## WHAT IS ASKED
Pull out every line in the items below that contains the string "fence". Case matters, so a line counts only if its letters match in capitalization.

-------- DATASET EXTRACT --------

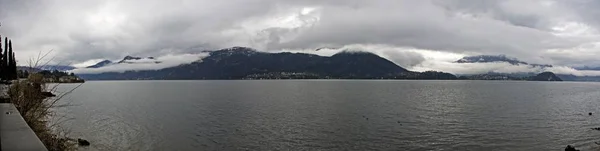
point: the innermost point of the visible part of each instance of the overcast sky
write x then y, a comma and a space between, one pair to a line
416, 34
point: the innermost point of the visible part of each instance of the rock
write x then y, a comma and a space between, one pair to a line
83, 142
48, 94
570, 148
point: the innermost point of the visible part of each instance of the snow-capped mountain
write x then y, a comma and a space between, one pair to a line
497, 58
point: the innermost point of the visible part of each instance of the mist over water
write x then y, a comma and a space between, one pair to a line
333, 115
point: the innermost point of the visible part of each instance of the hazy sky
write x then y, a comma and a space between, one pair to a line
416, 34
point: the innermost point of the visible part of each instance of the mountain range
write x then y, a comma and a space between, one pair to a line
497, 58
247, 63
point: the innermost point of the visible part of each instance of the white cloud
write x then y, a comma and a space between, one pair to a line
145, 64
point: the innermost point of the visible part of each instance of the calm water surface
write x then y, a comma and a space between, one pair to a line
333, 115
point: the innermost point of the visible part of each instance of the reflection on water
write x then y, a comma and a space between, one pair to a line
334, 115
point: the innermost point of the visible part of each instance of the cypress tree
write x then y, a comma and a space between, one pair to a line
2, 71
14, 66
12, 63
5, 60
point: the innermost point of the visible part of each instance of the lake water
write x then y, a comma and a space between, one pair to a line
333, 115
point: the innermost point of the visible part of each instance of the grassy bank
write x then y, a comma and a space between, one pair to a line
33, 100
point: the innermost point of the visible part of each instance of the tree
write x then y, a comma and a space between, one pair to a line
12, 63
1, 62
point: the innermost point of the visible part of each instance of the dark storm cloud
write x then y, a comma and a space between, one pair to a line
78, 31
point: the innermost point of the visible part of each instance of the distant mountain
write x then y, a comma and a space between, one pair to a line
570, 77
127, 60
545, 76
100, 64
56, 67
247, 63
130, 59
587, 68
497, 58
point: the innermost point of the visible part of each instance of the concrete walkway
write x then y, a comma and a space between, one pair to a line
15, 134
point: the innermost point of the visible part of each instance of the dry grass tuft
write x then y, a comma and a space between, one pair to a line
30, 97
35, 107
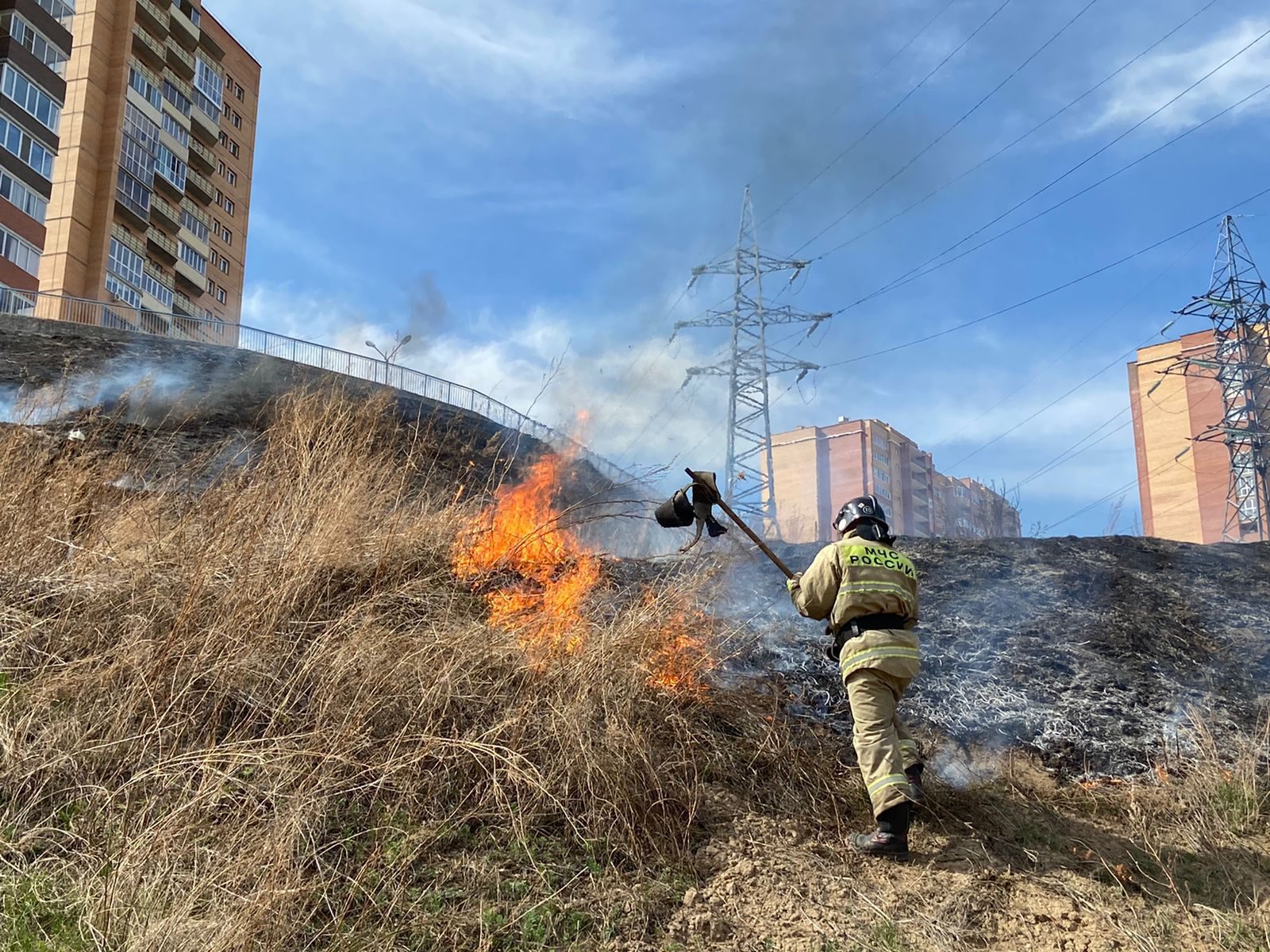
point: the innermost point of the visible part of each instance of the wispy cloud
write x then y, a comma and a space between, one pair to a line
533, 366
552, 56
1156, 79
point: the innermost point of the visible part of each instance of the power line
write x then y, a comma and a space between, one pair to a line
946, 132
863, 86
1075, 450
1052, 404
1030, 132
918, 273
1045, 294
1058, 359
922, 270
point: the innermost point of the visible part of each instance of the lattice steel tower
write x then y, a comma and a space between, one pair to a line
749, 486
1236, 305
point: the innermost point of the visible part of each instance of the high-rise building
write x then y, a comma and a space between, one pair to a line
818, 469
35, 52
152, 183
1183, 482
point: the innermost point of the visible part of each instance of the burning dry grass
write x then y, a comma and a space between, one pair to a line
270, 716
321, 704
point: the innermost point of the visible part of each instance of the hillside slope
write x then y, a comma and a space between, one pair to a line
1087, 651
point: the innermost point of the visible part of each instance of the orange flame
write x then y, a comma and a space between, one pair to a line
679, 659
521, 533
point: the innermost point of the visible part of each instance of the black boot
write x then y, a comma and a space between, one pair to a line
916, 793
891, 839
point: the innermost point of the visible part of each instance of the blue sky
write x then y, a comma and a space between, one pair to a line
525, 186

--------
-------- DATASET EXTRACT --------

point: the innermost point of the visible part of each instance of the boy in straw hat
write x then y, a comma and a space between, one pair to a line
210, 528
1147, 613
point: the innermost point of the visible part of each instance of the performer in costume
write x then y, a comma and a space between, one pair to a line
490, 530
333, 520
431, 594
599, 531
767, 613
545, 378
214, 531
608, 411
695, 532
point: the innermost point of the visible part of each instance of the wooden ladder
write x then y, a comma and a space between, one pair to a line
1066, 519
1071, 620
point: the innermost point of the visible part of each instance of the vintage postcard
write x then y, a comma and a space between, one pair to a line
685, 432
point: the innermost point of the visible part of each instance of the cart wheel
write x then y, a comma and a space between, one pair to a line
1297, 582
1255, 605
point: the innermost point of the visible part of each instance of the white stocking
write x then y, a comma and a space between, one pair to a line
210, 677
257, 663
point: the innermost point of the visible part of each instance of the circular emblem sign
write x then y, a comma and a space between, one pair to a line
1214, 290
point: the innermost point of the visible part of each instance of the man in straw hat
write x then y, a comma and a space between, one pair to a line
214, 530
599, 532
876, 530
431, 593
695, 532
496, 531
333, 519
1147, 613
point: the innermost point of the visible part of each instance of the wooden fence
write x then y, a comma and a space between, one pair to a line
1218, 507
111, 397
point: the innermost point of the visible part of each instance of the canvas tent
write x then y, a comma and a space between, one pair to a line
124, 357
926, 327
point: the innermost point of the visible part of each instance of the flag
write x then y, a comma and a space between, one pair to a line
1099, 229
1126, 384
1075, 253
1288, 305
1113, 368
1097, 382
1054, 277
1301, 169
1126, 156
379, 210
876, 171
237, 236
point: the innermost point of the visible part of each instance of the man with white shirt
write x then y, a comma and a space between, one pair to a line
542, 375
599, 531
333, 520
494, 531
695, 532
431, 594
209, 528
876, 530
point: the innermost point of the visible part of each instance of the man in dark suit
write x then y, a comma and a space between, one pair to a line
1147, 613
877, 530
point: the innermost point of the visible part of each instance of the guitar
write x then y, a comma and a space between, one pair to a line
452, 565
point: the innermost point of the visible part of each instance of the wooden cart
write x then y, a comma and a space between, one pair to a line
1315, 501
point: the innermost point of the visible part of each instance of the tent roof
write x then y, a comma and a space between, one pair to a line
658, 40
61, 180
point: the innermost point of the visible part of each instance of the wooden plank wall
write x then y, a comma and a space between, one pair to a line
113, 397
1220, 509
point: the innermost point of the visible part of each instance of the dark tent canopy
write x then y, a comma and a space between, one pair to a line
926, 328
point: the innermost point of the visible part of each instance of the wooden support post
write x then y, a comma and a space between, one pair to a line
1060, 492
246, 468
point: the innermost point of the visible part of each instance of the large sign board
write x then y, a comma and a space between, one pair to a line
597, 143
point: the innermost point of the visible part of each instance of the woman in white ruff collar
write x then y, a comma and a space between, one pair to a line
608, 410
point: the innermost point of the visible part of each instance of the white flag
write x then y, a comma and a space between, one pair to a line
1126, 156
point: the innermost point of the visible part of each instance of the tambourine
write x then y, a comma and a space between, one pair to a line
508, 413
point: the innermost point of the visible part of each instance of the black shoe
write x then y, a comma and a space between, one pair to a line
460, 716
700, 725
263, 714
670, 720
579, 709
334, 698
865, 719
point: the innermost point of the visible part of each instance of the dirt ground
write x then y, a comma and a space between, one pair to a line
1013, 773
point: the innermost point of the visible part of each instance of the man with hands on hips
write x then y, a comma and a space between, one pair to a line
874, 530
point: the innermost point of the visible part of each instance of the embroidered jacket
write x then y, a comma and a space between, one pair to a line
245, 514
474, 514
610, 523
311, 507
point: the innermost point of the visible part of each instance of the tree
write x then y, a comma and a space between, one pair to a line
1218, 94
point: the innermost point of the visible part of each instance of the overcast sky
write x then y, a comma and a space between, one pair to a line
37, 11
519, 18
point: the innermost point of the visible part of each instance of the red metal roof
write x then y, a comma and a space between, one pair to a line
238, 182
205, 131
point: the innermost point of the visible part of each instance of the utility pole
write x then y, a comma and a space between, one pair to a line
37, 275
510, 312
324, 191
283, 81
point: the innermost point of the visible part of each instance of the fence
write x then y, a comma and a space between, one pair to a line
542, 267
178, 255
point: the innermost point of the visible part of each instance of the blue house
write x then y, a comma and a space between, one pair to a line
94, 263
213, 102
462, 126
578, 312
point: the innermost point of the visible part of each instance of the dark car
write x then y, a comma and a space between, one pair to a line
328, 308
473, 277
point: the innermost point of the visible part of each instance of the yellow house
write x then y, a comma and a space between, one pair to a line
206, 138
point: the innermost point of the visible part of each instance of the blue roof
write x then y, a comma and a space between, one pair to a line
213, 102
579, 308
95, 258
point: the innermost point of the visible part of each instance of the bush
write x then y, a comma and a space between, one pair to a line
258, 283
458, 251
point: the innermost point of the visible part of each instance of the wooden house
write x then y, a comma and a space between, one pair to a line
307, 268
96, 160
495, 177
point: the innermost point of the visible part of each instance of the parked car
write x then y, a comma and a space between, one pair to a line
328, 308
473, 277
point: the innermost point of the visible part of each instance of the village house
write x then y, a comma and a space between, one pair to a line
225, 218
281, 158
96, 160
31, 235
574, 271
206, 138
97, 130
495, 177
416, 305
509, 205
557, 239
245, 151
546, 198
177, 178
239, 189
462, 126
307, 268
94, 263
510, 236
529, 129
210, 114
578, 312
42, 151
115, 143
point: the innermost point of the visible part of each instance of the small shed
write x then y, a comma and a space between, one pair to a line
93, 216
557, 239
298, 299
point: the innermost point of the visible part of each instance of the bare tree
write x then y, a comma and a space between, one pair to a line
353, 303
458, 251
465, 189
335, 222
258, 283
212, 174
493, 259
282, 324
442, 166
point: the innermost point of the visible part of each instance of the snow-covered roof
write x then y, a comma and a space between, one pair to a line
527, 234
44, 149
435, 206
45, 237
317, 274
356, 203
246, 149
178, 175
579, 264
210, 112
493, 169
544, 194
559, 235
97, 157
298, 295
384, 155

--------

## EXERCISE OUTPUT
point: the innermost point of the visible part of each instance of the wooden fence
point: the innermost point of the visible part of each instance of the fence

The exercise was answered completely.